● **Metin**
* * * * *

Denize bakmaya vakit yok, hayat yok

Marianne, birlikte çalıştığı arkadaşı Chrystèle (Hélène Lambert) ile deniz kenarına gittiğinde, aralarında geçen şu diyalog çok şey anlatıyor: “Vaktim olmuyor hiç, bunu hiç yapmadım ben, günde üç kere işe gidiyorum.” “Ne için vaktin yok?”, “Sadece denize bakmak için”.

Son yıllarda sık karşılaştığımız GİG ekonomisi tabiri genel olarak kısa süreli ve güvencesiz emek biçimlerini tanımlamak için kullanılıyor. Ayrıca, dijitalleşmeyle birlikte farklı şekiller alarak emek sömürüsünü besleyen bir ekonomi modeli olarak da karşımıza çıkıyor ki coğrafyamızdaki moto-kurye eylemleri tam da buna karşı bir isyandı. Saati belirsizleştirmiş, yaşamın her ânını kapitalist makinenin parçası hâline getirmiş, geleceksizleştiren ve yoksullaştırmayla birlikte insana dayatılan bir ekonomi formu da denebilir sanıyorum buna.

Emmanuel Carrère’un “Ayrı Dünyalar” (Le Quai de Ouistreham, 2021) filmi de Fransa’daki GİG ekonomisi üzerinden bu konuya dikkat çekiyor. Filmde Juliette Binoche, Hélène Lambert, Didier Pupin gibi oyuncular yer alırken, filmin şu an MUBİ’de gösterimde olduğunu ekleyelim.

* * * * *

● **Görev 1**
Kayıtlarda "safety" dizesini içeren satırları say ve yalnızca bu sayıyı yaz; büyük-küçük harf ayrımı önemlidir.
Metin ile kayıtlar birbirinden bağımsız kaynaklardan alınmıştır.

● **Göreve ait kayıtlar**

* * * * *

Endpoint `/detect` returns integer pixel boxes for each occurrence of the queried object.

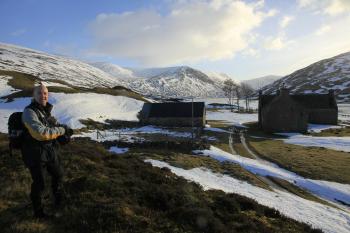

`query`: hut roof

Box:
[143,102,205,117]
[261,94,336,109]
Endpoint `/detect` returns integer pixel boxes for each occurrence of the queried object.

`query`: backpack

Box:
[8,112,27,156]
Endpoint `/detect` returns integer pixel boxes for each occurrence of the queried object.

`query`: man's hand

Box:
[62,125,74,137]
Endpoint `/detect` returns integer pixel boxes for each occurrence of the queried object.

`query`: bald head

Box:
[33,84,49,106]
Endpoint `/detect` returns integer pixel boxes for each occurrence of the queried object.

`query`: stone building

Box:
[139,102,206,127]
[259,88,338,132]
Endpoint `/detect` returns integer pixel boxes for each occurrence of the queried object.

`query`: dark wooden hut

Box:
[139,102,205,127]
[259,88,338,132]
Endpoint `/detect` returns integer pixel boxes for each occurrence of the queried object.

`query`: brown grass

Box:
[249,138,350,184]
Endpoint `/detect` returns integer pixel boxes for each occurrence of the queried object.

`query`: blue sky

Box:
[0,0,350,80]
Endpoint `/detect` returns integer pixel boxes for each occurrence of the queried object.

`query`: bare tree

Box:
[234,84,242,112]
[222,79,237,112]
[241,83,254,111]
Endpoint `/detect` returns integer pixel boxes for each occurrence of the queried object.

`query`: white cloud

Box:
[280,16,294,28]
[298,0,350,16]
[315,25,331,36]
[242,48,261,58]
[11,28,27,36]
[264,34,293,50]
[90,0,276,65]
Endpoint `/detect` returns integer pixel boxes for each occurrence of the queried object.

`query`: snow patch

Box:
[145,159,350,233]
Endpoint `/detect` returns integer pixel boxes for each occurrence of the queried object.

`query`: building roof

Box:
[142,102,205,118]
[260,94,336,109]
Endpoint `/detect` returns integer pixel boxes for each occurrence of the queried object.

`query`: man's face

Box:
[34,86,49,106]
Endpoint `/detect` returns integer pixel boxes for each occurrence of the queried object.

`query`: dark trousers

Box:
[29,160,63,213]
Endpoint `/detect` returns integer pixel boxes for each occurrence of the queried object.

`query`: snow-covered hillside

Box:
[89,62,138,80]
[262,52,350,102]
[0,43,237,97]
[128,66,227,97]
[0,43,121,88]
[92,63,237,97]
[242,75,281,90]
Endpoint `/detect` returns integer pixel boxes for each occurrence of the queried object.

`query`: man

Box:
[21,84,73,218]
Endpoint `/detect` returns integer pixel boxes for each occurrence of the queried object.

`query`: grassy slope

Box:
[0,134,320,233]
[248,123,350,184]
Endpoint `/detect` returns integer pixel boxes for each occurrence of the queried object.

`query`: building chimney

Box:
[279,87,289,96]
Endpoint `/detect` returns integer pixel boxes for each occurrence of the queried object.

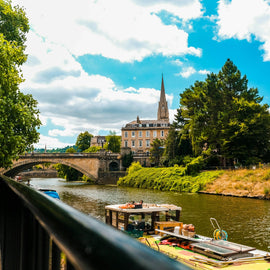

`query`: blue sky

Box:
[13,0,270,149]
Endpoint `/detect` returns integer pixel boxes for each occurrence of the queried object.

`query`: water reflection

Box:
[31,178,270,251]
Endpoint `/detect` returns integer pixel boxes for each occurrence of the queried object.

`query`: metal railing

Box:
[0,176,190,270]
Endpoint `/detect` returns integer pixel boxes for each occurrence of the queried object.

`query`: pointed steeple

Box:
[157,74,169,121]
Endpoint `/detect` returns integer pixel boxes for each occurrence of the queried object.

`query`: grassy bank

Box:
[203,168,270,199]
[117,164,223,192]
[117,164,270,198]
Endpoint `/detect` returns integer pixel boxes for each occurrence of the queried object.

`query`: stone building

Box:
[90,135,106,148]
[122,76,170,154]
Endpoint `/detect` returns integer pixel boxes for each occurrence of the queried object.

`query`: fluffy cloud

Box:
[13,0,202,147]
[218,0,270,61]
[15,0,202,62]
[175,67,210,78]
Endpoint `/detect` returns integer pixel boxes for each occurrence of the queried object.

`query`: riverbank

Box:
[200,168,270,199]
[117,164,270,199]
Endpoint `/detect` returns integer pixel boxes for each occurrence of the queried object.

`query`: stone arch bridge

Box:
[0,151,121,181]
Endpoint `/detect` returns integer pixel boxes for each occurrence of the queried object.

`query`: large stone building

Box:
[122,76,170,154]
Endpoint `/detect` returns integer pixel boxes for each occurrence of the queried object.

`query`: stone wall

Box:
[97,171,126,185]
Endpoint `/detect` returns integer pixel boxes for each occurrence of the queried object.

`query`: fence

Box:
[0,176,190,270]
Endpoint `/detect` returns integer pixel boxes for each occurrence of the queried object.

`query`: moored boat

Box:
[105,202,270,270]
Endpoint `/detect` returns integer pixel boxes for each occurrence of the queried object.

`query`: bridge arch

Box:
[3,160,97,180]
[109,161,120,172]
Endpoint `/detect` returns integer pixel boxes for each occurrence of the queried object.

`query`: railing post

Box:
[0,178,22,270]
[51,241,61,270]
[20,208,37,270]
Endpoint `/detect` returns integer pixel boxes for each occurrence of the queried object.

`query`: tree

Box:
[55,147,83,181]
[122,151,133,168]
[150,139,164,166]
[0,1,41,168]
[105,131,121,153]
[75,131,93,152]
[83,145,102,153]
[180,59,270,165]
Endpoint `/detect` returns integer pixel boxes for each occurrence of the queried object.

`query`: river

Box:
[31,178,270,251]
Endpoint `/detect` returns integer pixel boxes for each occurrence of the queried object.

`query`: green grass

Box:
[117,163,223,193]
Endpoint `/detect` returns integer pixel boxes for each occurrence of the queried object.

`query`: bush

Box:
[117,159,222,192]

* * * * *

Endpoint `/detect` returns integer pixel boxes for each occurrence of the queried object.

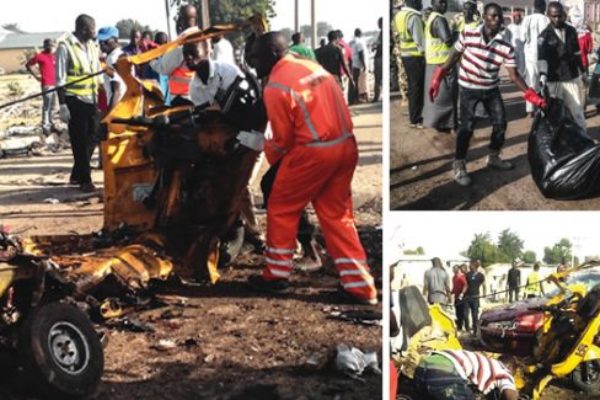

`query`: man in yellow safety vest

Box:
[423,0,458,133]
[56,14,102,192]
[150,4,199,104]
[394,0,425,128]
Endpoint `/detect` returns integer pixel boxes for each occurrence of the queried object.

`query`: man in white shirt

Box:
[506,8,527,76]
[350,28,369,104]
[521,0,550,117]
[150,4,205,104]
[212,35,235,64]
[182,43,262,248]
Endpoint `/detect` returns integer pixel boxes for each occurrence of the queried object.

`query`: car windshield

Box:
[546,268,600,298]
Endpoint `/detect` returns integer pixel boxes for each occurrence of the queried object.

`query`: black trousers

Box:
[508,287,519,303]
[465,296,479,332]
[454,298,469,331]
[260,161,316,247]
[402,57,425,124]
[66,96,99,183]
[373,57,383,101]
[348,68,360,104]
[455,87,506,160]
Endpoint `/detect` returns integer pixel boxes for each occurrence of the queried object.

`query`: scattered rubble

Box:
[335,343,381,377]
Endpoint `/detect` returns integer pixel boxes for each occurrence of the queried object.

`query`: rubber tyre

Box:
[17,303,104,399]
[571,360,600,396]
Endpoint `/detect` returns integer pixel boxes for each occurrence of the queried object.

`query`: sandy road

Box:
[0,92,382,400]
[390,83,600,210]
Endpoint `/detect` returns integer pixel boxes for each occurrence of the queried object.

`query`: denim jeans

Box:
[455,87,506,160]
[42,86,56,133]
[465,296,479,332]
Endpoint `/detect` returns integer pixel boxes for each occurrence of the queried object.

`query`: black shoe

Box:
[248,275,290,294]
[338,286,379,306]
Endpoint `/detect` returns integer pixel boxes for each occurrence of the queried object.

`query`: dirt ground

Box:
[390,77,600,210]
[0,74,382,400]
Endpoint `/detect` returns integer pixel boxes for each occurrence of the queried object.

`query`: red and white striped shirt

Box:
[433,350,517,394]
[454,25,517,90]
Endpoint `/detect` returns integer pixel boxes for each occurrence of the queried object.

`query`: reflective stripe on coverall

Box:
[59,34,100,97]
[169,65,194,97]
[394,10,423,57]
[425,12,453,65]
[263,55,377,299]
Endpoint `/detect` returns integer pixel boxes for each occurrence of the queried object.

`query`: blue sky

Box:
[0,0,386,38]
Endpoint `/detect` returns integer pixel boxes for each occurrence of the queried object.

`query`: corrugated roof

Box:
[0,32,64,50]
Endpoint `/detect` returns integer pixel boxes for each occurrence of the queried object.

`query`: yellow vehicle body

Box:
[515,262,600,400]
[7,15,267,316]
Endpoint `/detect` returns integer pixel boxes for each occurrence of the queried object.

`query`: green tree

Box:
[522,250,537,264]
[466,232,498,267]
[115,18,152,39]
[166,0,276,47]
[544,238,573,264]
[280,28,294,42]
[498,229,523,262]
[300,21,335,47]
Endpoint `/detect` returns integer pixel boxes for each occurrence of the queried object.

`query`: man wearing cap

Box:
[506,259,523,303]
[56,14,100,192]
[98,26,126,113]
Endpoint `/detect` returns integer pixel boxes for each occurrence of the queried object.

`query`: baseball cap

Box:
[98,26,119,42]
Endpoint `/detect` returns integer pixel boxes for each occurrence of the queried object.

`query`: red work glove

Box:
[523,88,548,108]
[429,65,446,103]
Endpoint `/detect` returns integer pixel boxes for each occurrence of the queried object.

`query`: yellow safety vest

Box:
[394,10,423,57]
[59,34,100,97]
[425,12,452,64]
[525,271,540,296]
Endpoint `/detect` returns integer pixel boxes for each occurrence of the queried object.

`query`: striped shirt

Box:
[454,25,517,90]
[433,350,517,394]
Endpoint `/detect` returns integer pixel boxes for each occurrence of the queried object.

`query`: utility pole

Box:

* * * * *

● **Görev 2**
GİG ekonomisini ele alan metni iki cümleyle özetle.

● **Doğru çıktı 1**
2

● **Doğru çıktı 2**
Metne göre son yıllarda sık duyulan GİG ekonomisi tabiri, kısa süreli ve güvencesiz emek biçimlerini tanımlamak için kullanılıyor ve dijitalleşmeyle farklı şekiller alarak emek sömürüsünü besleyen bir ekonomi modeli olarak karşımıza çıkıyor. Emmanuel Carrère'un Juliette Binoche, Hélène Lambert ve Didier Pupin gibi oyuncuların yer aldığı "Ayrı Dünyalar" filmi, Fransa'daki GİG ekonomisi üzerinden bu konuya dikkat çekiyor ve şu an MUBİ'de gösterimde.